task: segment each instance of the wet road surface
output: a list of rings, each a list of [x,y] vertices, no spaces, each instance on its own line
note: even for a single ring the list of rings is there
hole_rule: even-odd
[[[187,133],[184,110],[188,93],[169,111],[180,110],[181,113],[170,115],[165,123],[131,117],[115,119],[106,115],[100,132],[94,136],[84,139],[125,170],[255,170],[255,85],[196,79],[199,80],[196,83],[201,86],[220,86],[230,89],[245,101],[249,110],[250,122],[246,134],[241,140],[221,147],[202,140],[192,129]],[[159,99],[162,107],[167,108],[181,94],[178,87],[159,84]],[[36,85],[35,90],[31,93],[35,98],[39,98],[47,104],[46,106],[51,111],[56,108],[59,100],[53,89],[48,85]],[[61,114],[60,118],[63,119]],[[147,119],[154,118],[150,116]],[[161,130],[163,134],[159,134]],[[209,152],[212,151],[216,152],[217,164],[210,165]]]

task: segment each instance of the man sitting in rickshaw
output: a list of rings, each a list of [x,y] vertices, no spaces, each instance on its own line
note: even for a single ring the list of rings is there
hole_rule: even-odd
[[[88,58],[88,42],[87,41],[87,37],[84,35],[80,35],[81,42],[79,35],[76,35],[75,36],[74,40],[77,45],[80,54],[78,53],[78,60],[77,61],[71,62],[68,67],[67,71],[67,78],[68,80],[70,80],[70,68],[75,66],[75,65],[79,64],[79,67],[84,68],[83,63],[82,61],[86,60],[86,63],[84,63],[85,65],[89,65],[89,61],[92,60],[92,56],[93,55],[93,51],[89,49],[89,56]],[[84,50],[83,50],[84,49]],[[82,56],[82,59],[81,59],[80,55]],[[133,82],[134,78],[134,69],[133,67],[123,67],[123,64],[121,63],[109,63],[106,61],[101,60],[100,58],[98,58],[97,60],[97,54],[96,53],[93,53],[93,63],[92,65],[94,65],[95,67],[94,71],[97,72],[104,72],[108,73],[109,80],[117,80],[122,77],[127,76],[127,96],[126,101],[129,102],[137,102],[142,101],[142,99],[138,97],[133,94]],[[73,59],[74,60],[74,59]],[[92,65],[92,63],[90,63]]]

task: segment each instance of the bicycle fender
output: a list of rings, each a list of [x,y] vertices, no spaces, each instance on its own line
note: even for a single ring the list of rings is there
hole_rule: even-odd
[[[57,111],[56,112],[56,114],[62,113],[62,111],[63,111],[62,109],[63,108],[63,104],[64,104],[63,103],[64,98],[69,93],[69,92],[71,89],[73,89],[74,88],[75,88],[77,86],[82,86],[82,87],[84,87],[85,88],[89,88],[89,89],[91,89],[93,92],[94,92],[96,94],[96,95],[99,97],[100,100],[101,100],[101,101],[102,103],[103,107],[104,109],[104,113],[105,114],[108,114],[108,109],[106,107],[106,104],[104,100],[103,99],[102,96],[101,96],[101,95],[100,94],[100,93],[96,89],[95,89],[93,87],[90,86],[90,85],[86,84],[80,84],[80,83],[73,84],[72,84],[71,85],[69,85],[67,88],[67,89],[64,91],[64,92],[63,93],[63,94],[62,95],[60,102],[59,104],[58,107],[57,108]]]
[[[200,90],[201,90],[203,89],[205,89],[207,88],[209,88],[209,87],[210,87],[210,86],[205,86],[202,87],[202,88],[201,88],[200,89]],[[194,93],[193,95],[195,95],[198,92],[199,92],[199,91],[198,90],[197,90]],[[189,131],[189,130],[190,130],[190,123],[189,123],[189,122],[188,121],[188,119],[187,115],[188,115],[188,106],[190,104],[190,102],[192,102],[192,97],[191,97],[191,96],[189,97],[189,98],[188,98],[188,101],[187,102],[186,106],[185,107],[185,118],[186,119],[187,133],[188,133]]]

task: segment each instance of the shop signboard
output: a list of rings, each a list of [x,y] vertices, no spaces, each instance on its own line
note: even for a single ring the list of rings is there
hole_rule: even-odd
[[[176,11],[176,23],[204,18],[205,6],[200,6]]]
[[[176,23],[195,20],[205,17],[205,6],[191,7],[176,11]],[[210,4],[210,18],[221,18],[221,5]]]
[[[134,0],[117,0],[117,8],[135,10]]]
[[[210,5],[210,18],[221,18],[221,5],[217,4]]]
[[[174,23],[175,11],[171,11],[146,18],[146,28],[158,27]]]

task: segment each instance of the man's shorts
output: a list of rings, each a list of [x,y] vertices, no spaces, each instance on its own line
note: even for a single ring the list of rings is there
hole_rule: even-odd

____

AIM OF THE EXERCISE —
Swap "signboard" for "sign" in the items from the line with "task: segment each instance of the shop" to the line with "[[[176,11],[176,23],[204,18],[205,6],[200,6]]]", and write out only those lines again with nothing else changed.

ANSWER FOR THIS EXERCISE —
task: segment each instance of the shop sign
output: a list of rings, each a list of [x,y] vertices, no spaces, each instance on its own line
note: even for a single ring the list of rings is there
hole_rule: even-odd
[[[176,11],[176,23],[204,18],[205,6],[200,6]]]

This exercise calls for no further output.